- **Work to be completed**
How many of the lines below contain the string "dark"? Case matters, and the reply should be the number alone.

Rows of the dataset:
┌────────

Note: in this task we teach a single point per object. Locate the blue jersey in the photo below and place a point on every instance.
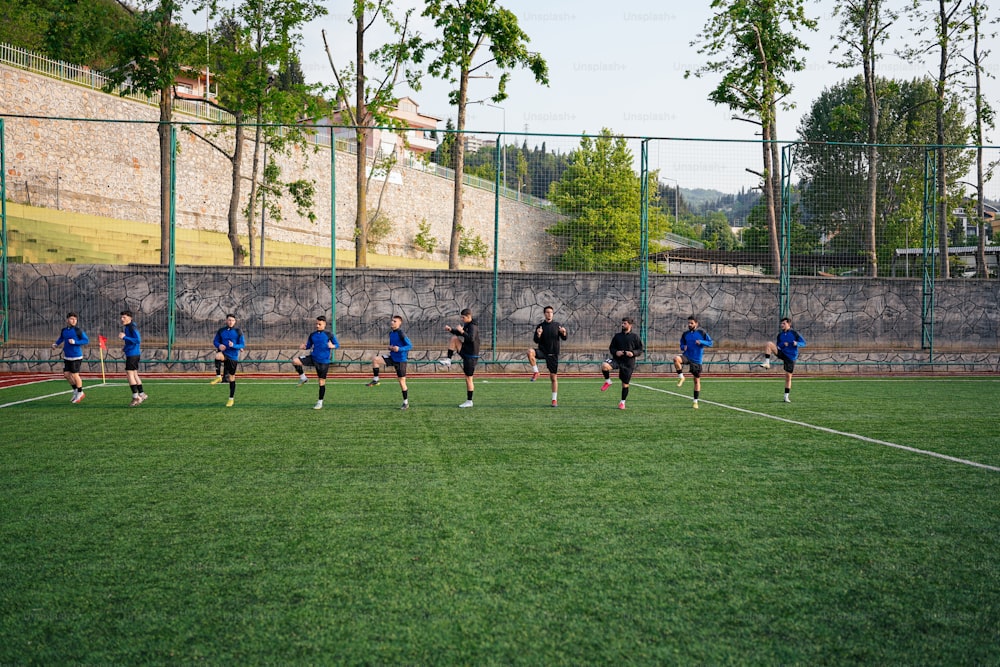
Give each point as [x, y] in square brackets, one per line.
[319, 343]
[233, 339]
[690, 347]
[131, 340]
[789, 343]
[398, 338]
[72, 351]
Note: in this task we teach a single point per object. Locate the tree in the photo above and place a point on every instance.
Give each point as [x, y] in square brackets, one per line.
[834, 166]
[755, 54]
[467, 27]
[983, 118]
[864, 26]
[257, 36]
[949, 27]
[600, 195]
[375, 99]
[153, 49]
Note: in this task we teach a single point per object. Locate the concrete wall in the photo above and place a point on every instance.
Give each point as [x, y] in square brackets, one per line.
[873, 319]
[112, 169]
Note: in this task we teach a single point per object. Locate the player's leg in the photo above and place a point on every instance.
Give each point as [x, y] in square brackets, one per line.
[769, 349]
[378, 363]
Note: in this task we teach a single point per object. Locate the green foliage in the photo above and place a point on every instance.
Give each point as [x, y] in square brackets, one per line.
[834, 177]
[276, 535]
[717, 234]
[423, 239]
[472, 246]
[379, 226]
[600, 195]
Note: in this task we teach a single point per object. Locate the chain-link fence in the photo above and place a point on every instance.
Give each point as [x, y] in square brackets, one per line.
[546, 215]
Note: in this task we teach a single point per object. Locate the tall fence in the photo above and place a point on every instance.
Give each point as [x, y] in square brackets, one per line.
[605, 224]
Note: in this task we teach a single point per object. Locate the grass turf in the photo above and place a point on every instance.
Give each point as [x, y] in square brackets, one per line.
[184, 531]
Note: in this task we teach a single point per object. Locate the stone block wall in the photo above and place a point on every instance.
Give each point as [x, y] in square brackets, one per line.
[111, 169]
[848, 321]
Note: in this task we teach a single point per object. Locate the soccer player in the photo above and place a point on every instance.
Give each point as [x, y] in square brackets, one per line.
[322, 343]
[132, 340]
[785, 348]
[465, 341]
[72, 338]
[547, 336]
[228, 342]
[399, 347]
[625, 348]
[693, 343]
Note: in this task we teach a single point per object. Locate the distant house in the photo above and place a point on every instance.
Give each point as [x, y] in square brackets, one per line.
[419, 137]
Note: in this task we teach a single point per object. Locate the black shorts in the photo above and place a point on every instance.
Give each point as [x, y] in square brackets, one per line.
[400, 366]
[789, 364]
[695, 368]
[321, 368]
[624, 370]
[469, 365]
[551, 361]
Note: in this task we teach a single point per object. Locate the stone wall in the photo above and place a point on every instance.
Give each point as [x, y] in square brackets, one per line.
[112, 169]
[846, 320]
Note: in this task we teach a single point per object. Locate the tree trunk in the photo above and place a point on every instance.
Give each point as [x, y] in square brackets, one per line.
[871, 104]
[233, 217]
[163, 129]
[361, 141]
[942, 182]
[459, 157]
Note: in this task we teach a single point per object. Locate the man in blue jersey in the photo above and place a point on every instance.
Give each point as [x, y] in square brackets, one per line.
[399, 348]
[786, 348]
[693, 343]
[320, 344]
[228, 342]
[72, 338]
[131, 340]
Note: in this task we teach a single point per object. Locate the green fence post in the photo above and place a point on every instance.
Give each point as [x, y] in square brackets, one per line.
[496, 244]
[644, 240]
[784, 233]
[4, 295]
[929, 240]
[333, 231]
[172, 261]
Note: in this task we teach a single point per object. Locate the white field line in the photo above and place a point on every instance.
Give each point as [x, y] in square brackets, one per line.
[824, 429]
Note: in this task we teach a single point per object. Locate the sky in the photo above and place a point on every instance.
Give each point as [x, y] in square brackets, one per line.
[614, 65]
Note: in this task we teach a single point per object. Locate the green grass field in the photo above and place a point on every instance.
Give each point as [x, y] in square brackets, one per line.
[747, 532]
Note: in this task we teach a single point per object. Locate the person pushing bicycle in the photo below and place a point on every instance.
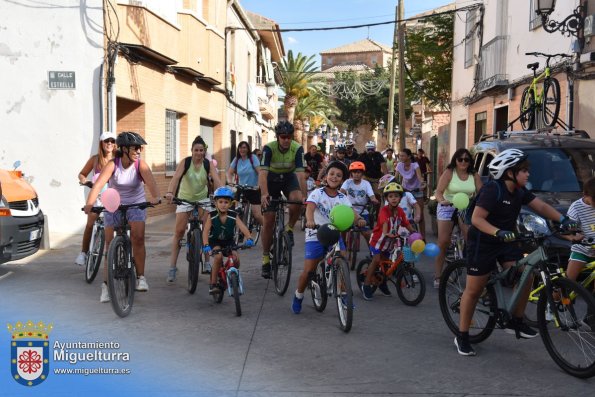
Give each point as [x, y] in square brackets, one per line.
[281, 170]
[497, 207]
[219, 230]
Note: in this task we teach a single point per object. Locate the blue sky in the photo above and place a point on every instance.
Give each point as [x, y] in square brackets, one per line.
[326, 13]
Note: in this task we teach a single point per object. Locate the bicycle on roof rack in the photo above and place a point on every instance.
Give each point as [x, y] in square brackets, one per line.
[541, 96]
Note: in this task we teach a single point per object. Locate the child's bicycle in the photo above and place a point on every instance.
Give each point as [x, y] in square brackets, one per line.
[400, 271]
[565, 310]
[229, 278]
[194, 244]
[331, 278]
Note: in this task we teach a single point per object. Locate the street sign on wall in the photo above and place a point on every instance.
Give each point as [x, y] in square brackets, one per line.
[58, 80]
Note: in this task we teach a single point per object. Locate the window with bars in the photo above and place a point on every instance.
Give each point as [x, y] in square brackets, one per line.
[534, 19]
[171, 140]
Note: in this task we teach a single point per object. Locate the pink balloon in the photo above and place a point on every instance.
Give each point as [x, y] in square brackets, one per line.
[413, 237]
[110, 199]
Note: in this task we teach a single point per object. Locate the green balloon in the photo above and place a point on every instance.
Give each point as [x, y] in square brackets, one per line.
[342, 217]
[460, 201]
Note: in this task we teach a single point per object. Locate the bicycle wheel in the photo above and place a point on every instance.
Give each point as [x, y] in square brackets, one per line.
[527, 118]
[195, 262]
[550, 107]
[234, 282]
[410, 284]
[362, 271]
[317, 285]
[343, 293]
[95, 255]
[569, 335]
[452, 285]
[282, 268]
[121, 279]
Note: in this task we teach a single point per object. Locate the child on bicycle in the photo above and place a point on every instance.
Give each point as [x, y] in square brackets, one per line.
[359, 192]
[318, 207]
[219, 230]
[497, 207]
[382, 242]
[582, 211]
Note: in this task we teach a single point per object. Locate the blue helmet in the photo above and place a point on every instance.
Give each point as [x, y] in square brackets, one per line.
[223, 191]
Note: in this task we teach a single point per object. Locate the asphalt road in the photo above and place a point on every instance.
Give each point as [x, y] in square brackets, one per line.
[186, 345]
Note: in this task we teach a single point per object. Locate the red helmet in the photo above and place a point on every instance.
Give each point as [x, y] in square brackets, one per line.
[357, 165]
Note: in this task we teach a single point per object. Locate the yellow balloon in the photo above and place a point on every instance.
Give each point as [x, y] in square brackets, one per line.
[418, 246]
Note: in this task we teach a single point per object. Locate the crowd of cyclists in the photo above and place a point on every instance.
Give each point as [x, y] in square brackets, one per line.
[393, 188]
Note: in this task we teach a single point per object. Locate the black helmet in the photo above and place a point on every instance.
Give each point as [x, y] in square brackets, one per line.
[339, 165]
[328, 234]
[129, 138]
[284, 128]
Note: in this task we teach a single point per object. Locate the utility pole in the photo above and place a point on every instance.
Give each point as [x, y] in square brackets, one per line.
[401, 34]
[393, 72]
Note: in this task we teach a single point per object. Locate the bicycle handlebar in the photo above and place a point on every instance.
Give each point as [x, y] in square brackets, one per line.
[227, 250]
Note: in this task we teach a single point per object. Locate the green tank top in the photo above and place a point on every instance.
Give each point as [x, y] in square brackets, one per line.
[222, 231]
[193, 186]
[456, 185]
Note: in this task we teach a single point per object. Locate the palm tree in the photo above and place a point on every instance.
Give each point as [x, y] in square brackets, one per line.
[297, 74]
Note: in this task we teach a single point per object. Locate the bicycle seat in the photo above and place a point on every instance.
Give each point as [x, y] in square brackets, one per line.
[533, 66]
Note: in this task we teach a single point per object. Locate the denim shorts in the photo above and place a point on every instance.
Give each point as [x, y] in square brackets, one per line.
[315, 250]
[112, 219]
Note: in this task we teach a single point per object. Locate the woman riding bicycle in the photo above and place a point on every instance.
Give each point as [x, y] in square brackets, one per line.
[105, 153]
[190, 183]
[459, 177]
[494, 218]
[245, 165]
[126, 173]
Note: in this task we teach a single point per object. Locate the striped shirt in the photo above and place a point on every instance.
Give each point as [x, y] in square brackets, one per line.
[585, 215]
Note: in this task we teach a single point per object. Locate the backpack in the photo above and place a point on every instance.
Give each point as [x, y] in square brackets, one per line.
[471, 206]
[117, 162]
[187, 161]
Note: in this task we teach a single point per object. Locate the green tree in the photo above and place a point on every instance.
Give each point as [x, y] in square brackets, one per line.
[297, 74]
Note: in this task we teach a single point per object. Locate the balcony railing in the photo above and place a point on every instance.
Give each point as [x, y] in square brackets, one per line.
[492, 72]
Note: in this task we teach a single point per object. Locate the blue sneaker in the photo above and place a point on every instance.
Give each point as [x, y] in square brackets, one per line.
[367, 292]
[296, 305]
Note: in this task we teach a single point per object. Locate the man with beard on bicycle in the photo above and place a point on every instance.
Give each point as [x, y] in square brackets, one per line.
[494, 216]
[281, 170]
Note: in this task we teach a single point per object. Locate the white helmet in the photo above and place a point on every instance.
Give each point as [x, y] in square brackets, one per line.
[505, 160]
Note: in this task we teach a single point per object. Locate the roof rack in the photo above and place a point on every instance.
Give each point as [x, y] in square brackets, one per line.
[549, 131]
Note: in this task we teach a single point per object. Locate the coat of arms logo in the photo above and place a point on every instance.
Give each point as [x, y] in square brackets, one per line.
[29, 352]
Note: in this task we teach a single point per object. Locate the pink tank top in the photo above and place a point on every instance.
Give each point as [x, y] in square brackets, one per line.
[128, 183]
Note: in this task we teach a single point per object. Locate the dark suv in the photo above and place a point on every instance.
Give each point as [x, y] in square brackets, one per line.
[560, 163]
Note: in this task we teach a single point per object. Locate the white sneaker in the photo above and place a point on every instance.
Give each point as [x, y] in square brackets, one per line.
[81, 260]
[104, 293]
[141, 284]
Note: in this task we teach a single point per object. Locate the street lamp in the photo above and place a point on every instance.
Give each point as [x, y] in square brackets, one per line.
[571, 25]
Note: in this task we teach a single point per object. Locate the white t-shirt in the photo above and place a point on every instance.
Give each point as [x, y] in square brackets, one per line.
[585, 215]
[324, 204]
[358, 194]
[407, 204]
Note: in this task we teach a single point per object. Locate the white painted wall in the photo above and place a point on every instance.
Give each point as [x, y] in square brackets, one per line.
[52, 132]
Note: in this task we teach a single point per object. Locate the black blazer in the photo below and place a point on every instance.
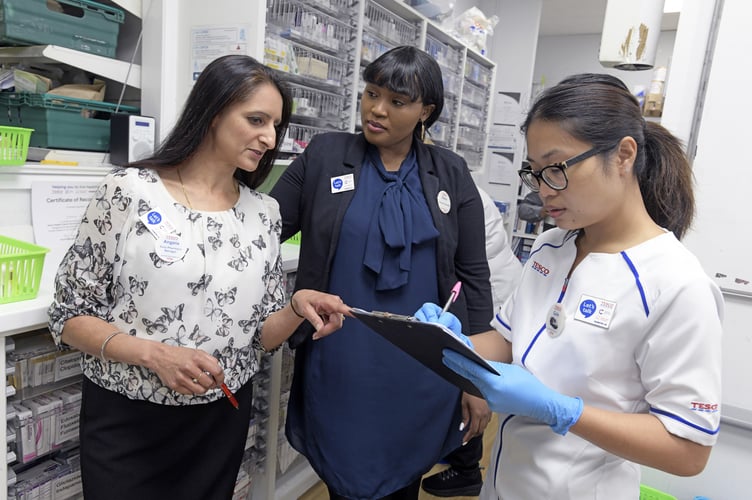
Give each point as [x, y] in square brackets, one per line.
[308, 205]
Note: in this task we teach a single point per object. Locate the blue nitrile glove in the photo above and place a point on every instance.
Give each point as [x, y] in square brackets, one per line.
[431, 313]
[516, 391]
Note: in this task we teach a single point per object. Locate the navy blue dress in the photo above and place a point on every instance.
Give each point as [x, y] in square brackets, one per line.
[388, 419]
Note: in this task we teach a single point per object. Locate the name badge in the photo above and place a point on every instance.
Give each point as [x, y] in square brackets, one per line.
[157, 223]
[342, 183]
[170, 248]
[556, 320]
[595, 311]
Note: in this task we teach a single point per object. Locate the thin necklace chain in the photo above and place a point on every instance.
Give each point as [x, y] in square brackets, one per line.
[182, 186]
[180, 178]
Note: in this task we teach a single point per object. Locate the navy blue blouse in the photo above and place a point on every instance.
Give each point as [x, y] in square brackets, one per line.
[388, 419]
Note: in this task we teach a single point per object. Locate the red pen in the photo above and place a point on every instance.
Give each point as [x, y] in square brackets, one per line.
[452, 297]
[230, 395]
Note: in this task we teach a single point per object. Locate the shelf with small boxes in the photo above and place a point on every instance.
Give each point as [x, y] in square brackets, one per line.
[313, 44]
[67, 61]
[43, 397]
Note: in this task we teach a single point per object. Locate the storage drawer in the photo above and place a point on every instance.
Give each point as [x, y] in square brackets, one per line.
[77, 24]
[61, 122]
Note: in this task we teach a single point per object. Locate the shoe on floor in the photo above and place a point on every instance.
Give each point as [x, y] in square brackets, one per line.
[452, 482]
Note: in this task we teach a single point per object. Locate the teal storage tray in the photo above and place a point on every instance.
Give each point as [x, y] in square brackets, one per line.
[61, 122]
[82, 25]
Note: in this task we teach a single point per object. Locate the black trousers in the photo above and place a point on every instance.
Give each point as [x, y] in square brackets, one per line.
[467, 457]
[409, 492]
[136, 450]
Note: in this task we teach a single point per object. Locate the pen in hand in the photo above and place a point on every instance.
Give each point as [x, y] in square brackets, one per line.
[230, 395]
[452, 297]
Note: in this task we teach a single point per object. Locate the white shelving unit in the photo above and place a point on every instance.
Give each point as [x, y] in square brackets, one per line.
[164, 80]
[114, 69]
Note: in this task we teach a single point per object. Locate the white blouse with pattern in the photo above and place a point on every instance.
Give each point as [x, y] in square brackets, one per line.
[212, 291]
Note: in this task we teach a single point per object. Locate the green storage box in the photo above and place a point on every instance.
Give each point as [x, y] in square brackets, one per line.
[77, 24]
[648, 493]
[61, 122]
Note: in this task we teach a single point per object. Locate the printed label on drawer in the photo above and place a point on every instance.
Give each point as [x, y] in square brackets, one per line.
[67, 426]
[68, 486]
[67, 365]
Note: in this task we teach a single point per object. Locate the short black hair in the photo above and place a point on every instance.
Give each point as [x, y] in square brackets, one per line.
[412, 72]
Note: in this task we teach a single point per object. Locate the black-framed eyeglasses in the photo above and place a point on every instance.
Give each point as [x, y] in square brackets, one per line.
[555, 175]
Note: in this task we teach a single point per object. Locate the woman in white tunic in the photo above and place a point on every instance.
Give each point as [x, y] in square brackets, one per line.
[610, 350]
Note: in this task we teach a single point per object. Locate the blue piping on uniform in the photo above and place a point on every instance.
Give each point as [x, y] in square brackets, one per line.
[685, 422]
[638, 283]
[501, 446]
[532, 343]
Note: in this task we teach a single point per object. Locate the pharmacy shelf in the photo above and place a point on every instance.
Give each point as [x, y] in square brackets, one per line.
[107, 67]
[132, 6]
[527, 236]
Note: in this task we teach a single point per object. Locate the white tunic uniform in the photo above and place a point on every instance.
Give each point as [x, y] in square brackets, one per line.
[638, 331]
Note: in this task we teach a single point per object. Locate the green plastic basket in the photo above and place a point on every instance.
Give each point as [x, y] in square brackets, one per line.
[21, 266]
[648, 493]
[14, 145]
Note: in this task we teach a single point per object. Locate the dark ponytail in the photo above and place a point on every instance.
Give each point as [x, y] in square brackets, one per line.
[666, 182]
[600, 110]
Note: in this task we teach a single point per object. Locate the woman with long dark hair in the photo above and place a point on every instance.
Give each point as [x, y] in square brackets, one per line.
[173, 289]
[609, 352]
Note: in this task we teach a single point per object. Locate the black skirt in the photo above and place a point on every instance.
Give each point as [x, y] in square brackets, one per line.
[137, 450]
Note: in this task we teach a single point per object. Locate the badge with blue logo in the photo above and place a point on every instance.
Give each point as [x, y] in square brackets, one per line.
[157, 223]
[595, 311]
[343, 183]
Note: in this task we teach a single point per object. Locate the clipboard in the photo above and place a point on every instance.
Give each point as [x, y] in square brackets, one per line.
[424, 342]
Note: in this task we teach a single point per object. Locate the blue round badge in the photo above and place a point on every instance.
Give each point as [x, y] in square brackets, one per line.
[587, 308]
[154, 217]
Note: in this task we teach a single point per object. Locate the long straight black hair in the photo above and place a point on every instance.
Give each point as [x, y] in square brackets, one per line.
[224, 82]
[599, 109]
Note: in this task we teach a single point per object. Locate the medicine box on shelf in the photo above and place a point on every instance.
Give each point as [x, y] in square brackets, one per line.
[77, 24]
[61, 122]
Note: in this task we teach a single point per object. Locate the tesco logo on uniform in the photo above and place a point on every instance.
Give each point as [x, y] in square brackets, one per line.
[707, 407]
[541, 269]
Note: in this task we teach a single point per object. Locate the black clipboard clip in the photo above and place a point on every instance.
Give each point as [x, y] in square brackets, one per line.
[425, 343]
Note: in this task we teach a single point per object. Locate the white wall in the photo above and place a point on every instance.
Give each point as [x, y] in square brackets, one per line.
[726, 476]
[561, 56]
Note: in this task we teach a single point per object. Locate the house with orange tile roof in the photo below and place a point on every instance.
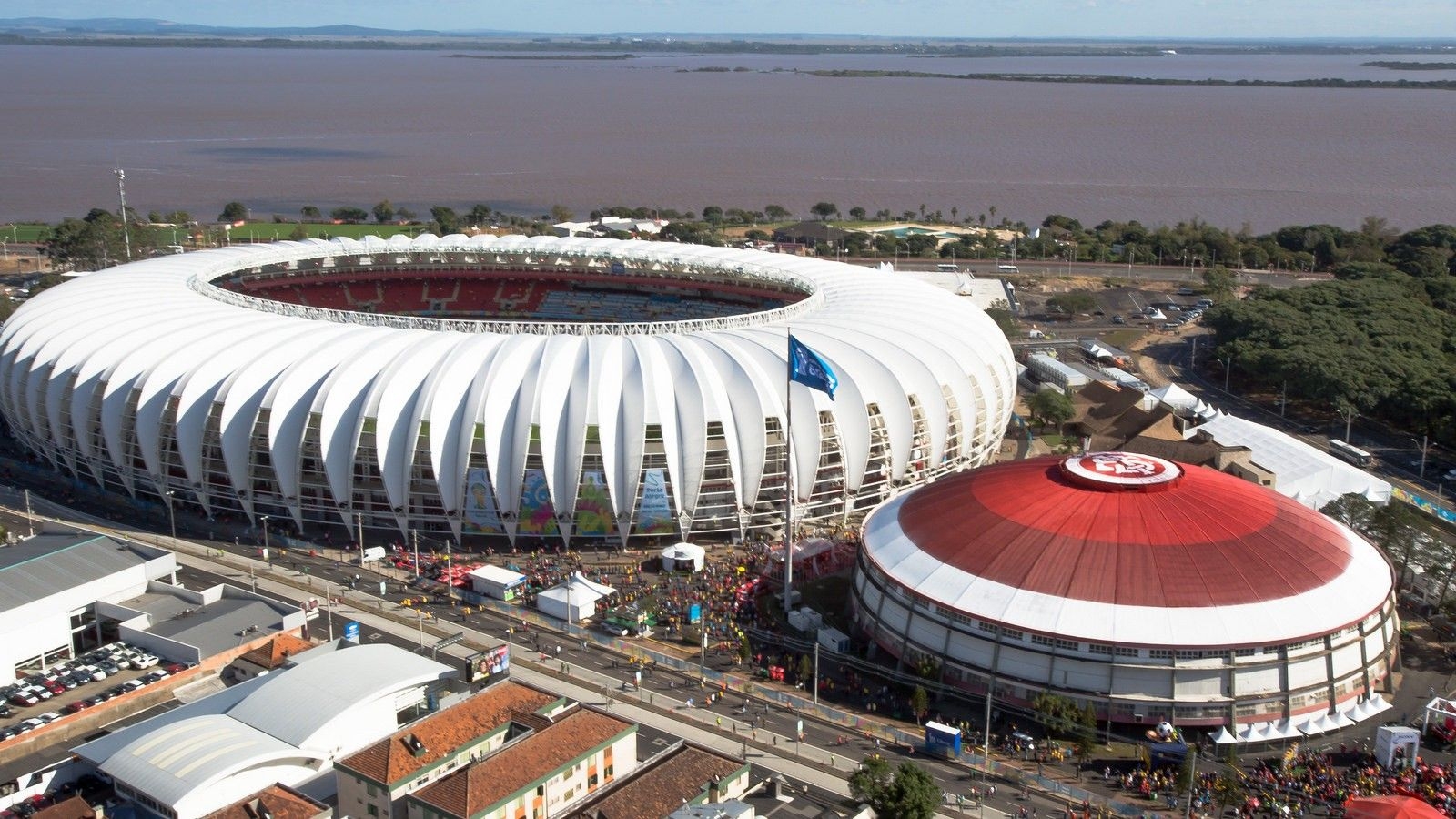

└────────

- **Response below**
3